• Exercise instructions
Take each line of the data that contains the string "below" and copy it.

• Provided material
⁂
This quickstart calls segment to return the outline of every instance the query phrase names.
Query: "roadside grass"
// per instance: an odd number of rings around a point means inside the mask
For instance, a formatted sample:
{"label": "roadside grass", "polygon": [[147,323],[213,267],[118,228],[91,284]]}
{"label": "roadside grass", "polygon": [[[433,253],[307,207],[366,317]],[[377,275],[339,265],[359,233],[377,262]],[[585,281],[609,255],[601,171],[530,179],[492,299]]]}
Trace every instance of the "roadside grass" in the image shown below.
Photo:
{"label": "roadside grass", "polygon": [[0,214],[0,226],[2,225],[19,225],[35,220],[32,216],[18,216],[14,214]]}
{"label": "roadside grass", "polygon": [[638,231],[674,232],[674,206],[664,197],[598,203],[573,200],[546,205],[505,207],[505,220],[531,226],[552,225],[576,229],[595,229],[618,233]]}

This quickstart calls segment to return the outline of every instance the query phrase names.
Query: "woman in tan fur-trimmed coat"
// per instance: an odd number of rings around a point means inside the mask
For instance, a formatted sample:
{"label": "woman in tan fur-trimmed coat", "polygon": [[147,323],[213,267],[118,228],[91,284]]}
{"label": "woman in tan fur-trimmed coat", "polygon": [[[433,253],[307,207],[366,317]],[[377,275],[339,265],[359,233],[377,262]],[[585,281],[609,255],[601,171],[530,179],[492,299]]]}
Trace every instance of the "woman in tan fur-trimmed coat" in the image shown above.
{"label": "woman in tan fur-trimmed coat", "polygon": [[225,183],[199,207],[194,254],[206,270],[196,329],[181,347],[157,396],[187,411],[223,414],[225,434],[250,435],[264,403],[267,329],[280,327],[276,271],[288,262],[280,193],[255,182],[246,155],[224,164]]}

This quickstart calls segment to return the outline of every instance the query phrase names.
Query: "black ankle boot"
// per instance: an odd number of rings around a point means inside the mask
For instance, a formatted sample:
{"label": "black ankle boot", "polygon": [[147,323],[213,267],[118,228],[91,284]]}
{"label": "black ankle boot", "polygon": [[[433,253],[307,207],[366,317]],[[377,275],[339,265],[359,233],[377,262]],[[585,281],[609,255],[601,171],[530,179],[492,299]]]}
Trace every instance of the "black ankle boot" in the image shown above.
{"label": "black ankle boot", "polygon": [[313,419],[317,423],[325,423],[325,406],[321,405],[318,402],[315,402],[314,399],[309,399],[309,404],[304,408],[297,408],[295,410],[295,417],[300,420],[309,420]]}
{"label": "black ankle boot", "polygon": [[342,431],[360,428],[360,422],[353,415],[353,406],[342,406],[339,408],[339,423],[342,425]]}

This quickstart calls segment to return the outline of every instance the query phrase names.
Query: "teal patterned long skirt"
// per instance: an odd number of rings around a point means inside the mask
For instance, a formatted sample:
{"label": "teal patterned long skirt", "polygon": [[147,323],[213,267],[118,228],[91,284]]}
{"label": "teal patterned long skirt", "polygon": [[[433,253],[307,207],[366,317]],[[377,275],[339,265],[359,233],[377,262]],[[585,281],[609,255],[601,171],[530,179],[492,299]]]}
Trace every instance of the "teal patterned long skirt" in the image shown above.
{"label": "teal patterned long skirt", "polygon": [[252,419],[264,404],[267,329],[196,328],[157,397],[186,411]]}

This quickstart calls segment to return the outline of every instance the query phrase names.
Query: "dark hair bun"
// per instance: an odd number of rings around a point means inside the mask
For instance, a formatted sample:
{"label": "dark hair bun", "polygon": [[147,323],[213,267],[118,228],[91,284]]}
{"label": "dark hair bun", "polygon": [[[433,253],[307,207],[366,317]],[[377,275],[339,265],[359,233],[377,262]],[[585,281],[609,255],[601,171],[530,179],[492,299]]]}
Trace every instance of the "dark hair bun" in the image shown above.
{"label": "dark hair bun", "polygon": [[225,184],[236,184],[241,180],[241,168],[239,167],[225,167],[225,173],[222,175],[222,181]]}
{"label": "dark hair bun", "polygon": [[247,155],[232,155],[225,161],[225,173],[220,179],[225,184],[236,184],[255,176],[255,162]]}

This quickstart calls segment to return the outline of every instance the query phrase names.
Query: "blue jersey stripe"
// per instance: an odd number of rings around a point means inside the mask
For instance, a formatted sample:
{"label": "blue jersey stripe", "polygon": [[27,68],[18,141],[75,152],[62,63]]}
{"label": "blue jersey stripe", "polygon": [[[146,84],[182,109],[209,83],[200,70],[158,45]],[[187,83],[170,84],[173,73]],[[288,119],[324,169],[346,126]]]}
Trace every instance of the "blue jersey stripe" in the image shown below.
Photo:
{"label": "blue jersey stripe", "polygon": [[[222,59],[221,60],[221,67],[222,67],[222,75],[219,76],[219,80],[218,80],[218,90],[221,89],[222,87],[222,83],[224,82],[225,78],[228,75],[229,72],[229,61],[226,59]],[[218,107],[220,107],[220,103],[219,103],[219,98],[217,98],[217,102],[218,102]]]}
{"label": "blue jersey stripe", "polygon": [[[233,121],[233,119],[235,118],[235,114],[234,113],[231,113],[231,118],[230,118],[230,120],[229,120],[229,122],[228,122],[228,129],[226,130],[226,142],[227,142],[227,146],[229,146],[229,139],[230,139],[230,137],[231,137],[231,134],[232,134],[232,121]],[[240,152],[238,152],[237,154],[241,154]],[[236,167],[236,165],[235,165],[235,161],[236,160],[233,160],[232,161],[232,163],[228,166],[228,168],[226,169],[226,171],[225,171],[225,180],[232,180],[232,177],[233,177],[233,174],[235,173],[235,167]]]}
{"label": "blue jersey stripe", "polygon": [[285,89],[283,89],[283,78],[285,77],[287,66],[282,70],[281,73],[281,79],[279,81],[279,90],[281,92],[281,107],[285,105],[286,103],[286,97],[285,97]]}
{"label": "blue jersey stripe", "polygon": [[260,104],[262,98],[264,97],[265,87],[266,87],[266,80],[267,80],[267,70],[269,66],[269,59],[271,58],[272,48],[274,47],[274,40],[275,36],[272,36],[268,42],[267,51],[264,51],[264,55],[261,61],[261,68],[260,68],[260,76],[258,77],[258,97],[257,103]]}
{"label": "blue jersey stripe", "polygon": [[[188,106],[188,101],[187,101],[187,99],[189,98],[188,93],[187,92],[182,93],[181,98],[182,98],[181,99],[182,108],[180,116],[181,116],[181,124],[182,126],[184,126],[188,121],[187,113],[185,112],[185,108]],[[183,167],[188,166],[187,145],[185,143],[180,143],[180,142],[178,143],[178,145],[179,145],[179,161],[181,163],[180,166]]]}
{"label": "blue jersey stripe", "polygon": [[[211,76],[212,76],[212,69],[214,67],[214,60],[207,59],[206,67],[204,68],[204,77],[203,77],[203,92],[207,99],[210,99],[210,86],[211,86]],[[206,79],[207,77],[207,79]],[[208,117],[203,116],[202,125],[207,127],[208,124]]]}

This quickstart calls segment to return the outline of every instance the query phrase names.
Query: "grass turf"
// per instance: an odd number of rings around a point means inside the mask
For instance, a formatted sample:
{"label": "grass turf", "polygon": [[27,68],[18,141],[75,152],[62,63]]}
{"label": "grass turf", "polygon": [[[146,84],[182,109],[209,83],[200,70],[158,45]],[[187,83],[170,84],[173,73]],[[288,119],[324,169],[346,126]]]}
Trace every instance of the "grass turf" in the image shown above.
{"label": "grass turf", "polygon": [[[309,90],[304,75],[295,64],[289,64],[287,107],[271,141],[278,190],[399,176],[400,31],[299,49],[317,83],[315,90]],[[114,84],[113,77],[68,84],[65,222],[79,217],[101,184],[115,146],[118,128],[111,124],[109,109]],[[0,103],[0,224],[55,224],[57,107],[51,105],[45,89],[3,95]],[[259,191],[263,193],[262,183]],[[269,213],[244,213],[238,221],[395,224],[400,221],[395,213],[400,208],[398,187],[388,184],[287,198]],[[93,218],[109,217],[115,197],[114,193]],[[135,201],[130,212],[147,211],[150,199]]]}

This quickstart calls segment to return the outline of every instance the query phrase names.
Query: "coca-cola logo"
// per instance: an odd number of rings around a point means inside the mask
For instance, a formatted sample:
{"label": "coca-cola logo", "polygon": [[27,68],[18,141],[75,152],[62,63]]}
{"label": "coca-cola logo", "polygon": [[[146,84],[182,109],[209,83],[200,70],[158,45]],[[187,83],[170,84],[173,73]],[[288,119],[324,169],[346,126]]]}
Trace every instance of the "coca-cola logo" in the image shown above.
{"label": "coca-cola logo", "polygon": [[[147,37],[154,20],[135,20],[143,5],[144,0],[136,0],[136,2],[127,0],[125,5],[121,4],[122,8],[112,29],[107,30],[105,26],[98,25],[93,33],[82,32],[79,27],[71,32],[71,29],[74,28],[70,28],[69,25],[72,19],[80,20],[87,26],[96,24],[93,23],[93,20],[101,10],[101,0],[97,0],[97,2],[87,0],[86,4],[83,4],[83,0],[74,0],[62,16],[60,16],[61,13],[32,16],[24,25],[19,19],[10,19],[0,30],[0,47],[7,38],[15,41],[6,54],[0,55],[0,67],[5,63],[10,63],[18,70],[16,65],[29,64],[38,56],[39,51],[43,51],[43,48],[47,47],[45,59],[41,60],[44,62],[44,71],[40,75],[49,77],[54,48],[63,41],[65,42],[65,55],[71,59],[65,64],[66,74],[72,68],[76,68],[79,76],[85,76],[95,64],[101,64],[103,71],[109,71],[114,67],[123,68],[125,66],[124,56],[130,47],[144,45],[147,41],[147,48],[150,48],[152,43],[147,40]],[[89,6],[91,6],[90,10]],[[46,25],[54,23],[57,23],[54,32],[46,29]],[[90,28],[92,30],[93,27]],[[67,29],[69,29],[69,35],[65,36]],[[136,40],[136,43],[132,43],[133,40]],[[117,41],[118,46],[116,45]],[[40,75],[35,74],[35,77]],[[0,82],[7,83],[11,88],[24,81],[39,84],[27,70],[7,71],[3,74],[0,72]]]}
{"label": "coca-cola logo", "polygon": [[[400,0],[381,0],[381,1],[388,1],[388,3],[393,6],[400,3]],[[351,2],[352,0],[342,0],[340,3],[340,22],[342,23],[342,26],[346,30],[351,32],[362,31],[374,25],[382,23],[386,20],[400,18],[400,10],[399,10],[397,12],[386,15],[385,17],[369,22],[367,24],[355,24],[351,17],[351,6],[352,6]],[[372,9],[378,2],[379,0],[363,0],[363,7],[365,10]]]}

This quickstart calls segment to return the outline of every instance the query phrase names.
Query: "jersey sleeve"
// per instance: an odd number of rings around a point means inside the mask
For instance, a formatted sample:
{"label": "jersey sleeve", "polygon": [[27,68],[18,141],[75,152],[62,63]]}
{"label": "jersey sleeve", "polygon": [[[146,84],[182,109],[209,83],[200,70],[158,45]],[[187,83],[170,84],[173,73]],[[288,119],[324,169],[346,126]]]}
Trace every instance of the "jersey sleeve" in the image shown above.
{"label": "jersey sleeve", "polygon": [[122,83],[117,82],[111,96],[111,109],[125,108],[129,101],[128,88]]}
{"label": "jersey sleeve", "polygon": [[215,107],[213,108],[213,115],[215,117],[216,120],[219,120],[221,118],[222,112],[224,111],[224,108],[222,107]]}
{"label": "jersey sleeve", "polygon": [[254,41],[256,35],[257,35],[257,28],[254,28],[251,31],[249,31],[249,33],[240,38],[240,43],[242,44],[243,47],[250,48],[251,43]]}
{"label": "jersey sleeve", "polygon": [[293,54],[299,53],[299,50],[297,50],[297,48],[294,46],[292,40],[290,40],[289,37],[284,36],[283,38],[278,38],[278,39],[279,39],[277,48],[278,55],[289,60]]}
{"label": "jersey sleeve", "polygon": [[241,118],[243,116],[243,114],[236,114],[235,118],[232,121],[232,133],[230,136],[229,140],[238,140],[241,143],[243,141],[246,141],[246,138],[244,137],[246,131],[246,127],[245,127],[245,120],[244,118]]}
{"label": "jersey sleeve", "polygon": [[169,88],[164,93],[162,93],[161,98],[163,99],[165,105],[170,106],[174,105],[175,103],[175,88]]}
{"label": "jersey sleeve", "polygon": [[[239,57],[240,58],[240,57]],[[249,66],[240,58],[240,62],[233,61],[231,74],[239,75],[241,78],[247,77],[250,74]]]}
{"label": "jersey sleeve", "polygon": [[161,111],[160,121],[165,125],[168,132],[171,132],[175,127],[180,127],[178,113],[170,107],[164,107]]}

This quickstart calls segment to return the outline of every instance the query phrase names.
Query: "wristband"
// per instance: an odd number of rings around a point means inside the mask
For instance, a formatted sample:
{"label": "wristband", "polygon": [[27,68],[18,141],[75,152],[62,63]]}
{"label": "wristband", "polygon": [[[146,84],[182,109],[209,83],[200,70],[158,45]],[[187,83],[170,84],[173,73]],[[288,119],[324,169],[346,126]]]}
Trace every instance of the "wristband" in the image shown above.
⁂
• Exercise response
Trace every instance of the "roadside grass" in the image shown below.
Trace every instance of the "blue jersey stripe" in the image shown below.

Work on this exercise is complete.